- **Text section**:
The Transition Management Office at Vanderbilt University Medical Center holds to the principle that every patient should know what will happen next in his or her care, when it will happen, who will be involved and what the costs will be.
A new VUMC initiative seeks to apply this principle more consistently for patients undergoing elective surgery.
“Improving care coordination is critically important in the changing landscape of health care,” said Donna Cella, R.N., MMHC, a project manager with Transition Management. “Preoperative patient education is too often limited to the procedure and pre-hospital routine. Coordination improves when the preoperative patient understands what the care requirements will be at discharge and has time to plan.”
Before major elective surgery, surgeons are able to estimate the length of the hospital stay and the likelihood that the patient will need a nursing home or rehabilitation hospital. They’re also able to anticipate care requirements once the patient is back home. Educating patients about these matters in the clinic— preoperatively — can help smooth transitions to post-acute care.
Conversely, failure to alert patients ahead of time about these matters can contribute to needlessly delayed hospital discharge, which means decreased consumer access to care and lost business for the hospital.
Earlier this year, Neurosurgery and Colorectal Surgery services conducted pilot projects on this theme, developing strategies and tools that will roll out across other adult surgical services beginning early next year. In the rollout, clinic and hospital teams that serve the same patients will meet to set clear guidelines for post-acute coordination for their patients.

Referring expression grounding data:
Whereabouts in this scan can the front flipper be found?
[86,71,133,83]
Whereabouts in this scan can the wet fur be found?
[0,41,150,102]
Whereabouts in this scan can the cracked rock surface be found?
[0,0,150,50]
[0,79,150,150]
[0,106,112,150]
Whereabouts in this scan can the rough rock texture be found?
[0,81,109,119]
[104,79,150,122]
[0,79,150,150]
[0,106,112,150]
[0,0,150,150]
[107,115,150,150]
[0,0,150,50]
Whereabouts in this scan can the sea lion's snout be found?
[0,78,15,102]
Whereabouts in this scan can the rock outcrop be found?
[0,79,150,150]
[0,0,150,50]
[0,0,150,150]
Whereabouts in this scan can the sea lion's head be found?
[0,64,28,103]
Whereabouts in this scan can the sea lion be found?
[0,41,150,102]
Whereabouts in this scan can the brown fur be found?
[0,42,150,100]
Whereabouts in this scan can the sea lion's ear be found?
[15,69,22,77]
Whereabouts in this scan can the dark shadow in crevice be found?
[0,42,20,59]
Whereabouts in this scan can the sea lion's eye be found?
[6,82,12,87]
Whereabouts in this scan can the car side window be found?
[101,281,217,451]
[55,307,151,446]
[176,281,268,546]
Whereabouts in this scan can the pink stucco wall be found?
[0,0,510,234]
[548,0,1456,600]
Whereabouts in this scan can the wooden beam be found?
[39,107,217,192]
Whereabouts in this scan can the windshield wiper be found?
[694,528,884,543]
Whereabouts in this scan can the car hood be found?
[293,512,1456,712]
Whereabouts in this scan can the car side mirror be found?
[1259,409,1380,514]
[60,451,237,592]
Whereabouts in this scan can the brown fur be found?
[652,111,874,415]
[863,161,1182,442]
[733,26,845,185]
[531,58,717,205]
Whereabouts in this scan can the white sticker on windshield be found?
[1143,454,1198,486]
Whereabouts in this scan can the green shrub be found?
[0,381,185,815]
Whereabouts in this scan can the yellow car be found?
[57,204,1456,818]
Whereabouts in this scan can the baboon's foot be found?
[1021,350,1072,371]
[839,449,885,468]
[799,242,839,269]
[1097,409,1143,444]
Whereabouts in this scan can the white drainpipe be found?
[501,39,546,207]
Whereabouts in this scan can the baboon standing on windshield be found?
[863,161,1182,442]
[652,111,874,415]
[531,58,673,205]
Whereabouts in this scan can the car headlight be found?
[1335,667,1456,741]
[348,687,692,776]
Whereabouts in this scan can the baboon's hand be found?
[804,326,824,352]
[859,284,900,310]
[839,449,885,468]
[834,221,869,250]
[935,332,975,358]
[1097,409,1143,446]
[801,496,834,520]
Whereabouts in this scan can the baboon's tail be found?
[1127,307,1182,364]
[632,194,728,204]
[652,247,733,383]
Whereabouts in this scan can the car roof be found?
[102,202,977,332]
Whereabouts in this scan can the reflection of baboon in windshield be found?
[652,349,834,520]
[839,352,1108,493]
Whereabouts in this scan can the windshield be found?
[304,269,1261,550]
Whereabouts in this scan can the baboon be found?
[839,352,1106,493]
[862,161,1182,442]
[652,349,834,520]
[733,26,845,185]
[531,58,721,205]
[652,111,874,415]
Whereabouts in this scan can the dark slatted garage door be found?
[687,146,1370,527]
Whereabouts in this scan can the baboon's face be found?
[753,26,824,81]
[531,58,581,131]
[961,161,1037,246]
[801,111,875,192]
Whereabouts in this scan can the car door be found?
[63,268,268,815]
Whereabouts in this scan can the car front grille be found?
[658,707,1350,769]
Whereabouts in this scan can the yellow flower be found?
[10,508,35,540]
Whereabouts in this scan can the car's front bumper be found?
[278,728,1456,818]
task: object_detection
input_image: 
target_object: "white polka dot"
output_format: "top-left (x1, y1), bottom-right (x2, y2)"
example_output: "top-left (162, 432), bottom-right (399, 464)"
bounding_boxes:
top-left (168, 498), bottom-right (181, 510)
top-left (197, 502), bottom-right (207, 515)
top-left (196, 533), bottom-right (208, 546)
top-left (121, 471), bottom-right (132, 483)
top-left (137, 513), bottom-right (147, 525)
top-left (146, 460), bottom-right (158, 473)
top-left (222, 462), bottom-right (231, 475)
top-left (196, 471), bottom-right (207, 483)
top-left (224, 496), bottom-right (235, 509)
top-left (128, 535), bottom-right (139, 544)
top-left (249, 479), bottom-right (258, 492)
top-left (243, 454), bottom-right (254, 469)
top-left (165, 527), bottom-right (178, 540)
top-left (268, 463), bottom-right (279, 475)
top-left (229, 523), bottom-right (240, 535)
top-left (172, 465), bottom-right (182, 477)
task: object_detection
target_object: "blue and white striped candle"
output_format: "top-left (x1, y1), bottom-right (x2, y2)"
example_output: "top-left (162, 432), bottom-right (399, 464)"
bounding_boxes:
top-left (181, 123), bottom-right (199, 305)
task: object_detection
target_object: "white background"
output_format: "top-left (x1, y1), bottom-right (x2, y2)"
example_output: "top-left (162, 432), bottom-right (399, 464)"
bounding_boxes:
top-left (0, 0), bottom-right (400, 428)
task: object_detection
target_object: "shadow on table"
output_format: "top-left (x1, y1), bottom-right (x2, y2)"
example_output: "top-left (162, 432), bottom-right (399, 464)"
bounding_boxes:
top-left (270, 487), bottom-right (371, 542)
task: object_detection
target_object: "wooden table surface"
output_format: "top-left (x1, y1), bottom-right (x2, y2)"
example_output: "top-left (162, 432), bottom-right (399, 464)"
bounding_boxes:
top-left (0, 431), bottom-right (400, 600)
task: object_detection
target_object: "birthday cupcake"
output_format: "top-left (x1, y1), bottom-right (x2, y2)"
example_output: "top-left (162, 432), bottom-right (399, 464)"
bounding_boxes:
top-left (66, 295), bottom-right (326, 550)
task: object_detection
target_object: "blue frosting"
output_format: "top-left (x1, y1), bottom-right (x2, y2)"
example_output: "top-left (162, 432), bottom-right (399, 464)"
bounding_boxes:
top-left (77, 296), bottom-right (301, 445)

- **Task requirements**:
a) Quote the passage of the article on preoperative care coordination starting at "Before major elective" and ending at "for the hospital.".
b) Answer these questions from the article on preoperative care coordination:
(i) Which two surgical services conducted pilot projects earlier this year?
(ii) What position does Donna Cella hold?
(iii) What can failing to alert patients ahead of time contribute to?
c) Carry on the article on preoperative care coordination from where it stops.

- **Responses by task**:
a)
Before major elective surgery, surgeons are able to estimate the length of the hospital stay and the likelihood that the patient will need a nursing home or rehabilitation hospital. They’re also able to anticipate care requirements once the patient is back home. Educating patients about these matters in the clinic— preoperatively — can help smooth transitions to post-acute care.
Conversely, failure to alert patients ahead of time about these matters can contribute to needlessly delayed hospital discharge, which means decreased consumer access to care and lost business for the hospital.

b)
(i) Neurosurgery and Colorectal Surgery.
(ii) She is a project manager with Transition Management.
(iii) Needlessly delayed hospital discharge.

c)
Here are some of the likely changes (some VUMC surgical clinics already do these things):
• Family members and friends who are planning to act as post-discharge caregivers will attend preoperative patient teaching in the clinic.
• Clinic teams will schedule surgical follow-up visits prior to surgery.
• Clinic teams will initiate discharge planning preoperatively. In the VUMC electronic medical record, clinic teams will document the anticipated length of the hospital stay, contact information for the patient’s post-discharge caregiver and primary care provider, dates of surgical follow-up appointments, a scan of the patient’s pharmacy benefits card and the anticipated discharge disposition — that is, home, nursing home, rehab hospital, home care services, etc. Inpatient case managers and social workers will work from this plan.
• Clinics will encourage any patients who lack a primary care provider to find one.
• Clinic nurses may participate in the hospital’s patient transition huddles.
• Inpatient teams and clinic teams will undertake postsurgical nursing patient handovers.
The initiative is sponsored by Transition Management, the Patient Flow Center and Vanderbilt Medical Group Systems Engineering.